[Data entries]
------------------------------------
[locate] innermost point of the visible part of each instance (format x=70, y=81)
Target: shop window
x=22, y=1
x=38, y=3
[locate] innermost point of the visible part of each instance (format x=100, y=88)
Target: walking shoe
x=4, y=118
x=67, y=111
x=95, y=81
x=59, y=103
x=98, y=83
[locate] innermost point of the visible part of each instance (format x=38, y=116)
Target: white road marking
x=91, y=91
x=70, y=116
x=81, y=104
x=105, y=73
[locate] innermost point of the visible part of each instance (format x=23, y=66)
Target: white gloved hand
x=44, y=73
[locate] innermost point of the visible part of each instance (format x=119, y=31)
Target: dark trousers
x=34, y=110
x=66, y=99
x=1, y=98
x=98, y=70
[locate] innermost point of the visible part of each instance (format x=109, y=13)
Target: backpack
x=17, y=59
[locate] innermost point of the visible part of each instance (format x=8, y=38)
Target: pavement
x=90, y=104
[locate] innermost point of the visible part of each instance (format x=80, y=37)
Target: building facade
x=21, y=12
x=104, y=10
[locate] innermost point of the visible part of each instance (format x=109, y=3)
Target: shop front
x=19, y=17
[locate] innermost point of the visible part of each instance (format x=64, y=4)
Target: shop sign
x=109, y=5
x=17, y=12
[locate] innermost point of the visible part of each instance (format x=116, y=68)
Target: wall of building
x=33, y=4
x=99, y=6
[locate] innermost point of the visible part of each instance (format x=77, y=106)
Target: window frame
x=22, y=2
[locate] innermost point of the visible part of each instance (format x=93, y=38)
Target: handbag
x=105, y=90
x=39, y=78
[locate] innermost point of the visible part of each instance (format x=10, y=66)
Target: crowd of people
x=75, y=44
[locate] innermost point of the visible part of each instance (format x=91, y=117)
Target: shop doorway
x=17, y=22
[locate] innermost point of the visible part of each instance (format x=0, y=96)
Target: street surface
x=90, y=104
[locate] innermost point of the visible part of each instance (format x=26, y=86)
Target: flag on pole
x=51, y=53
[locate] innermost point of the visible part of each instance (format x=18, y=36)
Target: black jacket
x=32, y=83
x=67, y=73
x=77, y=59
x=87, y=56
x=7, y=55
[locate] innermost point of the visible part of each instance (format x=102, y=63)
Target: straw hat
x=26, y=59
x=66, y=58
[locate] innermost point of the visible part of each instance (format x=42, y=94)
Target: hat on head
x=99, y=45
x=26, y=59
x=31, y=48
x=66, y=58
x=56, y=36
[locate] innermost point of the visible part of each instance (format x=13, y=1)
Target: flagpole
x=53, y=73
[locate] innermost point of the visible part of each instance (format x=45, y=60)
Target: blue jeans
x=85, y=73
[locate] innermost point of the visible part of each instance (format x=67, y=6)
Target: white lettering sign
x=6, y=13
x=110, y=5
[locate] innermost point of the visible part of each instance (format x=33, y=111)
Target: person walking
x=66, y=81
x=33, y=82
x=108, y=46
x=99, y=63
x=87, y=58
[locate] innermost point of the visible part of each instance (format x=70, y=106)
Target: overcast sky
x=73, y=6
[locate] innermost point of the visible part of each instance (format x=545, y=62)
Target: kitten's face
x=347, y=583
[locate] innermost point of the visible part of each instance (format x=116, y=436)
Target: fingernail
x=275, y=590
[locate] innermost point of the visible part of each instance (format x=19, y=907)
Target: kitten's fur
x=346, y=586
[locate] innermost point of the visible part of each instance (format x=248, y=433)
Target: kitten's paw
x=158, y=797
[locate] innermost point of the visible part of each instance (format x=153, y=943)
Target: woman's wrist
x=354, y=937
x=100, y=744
------------------------------------
- WORK REQUIRED -
Set the entries above down again, each one exactly as written.

- TASK RESULT -
[locate] innermost point of the visible part of each instance (format x=70, y=81)
Target: shop window
x=22, y=1
x=38, y=3
[locate] innermost point of the visible part of each instance (format x=100, y=88)
Target: walking shoe
x=4, y=118
x=67, y=111
x=95, y=81
x=59, y=103
x=98, y=83
[locate] innermost point of the visible part of each instance (format x=38, y=116)
Target: white road marking
x=91, y=91
x=70, y=116
x=81, y=104
x=105, y=73
[locate] innermost point of the visible part of each instance (format x=23, y=66)
Target: white gloved hand
x=44, y=73
[locate] innermost point of the visible part of each instance (format x=119, y=31)
Target: dark trousers
x=34, y=110
x=66, y=99
x=1, y=98
x=98, y=70
[locate] innermost point of the visible part of each instance (format x=109, y=13)
Target: backpack
x=17, y=59
[locate] innermost point of the visible part of each instance (format x=8, y=38)
Target: pavement
x=90, y=104
[locate] innermost point of the visible part of each instance (format x=80, y=37)
Target: building facade
x=21, y=12
x=104, y=10
[locate] innermost point of the visible part of each instance (format x=109, y=3)
Target: shop front
x=19, y=17
[locate] innermost point of the visible part of each instance (format x=64, y=4)
Target: shop sign
x=109, y=5
x=17, y=12
[locate] innermost point of the visible part of each instance (format x=116, y=68)
Target: wall of building
x=33, y=4
x=99, y=6
[locate] innermost point of the visible part of each instance (format x=77, y=106)
Target: window frame
x=22, y=2
[locate] innermost point of the visible part of each instance (format x=93, y=38)
Target: handbag
x=105, y=90
x=39, y=78
[locate] innermost point of the visible part of each instance (format x=10, y=66)
Target: crowd of people
x=75, y=44
[locate] innermost point of the visible part of each instance (format x=91, y=117)
Target: shop doorway
x=17, y=22
[locate] innermost point of the visible part of each instance (format x=0, y=96)
Target: street surface
x=90, y=104
[locate] innermost point of the visible part of each instance (format x=26, y=86)
Target: flag on pole
x=51, y=53
[locate] innermost point of the visible part of each instance (format x=18, y=36)
Target: black jacket
x=32, y=83
x=67, y=73
x=77, y=59
x=87, y=56
x=7, y=55
[locate] innermost point of the visible part of each instance (format x=102, y=63)
Target: straw hat
x=26, y=59
x=66, y=58
[locate] innermost point of the visible part of each instance (format x=42, y=94)
Target: hat on head
x=99, y=45
x=26, y=59
x=31, y=48
x=66, y=58
x=56, y=36
[locate] innermost point of the visible part of each instance (format x=13, y=1)
Target: flagpole
x=53, y=73
[locate] innermost point of the visible part of each instance (format x=45, y=60)
Target: blue jeans
x=85, y=73
[locate] innermost point of the visible part of each instance (format x=67, y=6)
Target: white lettering sign
x=6, y=13
x=110, y=5
[locate] innermost point of the visible part of each instance (format x=33, y=111)
Target: person walking
x=66, y=81
x=33, y=82
x=108, y=46
x=99, y=63
x=87, y=58
[locate] innermost point of the visible part of each instance (format x=70, y=106)
Target: overcast sky
x=73, y=6
[locate] innermost point of the visible part of each instance (format x=545, y=62)
Target: kitten's face
x=347, y=583
[locate] innermost point of the visible part of each instance (format x=116, y=436)
Target: fingernail
x=275, y=590
[locate] innermost point of the visible part of each instance (format x=19, y=907)
Target: kitten's fur
x=346, y=586
[locate] innermost point of the visible part of each instance (format x=248, y=433)
Target: kitten's paw
x=158, y=797
[locate] innermost point of the visible part of each instance (format x=153, y=943)
Target: woman's wrist
x=354, y=937
x=100, y=744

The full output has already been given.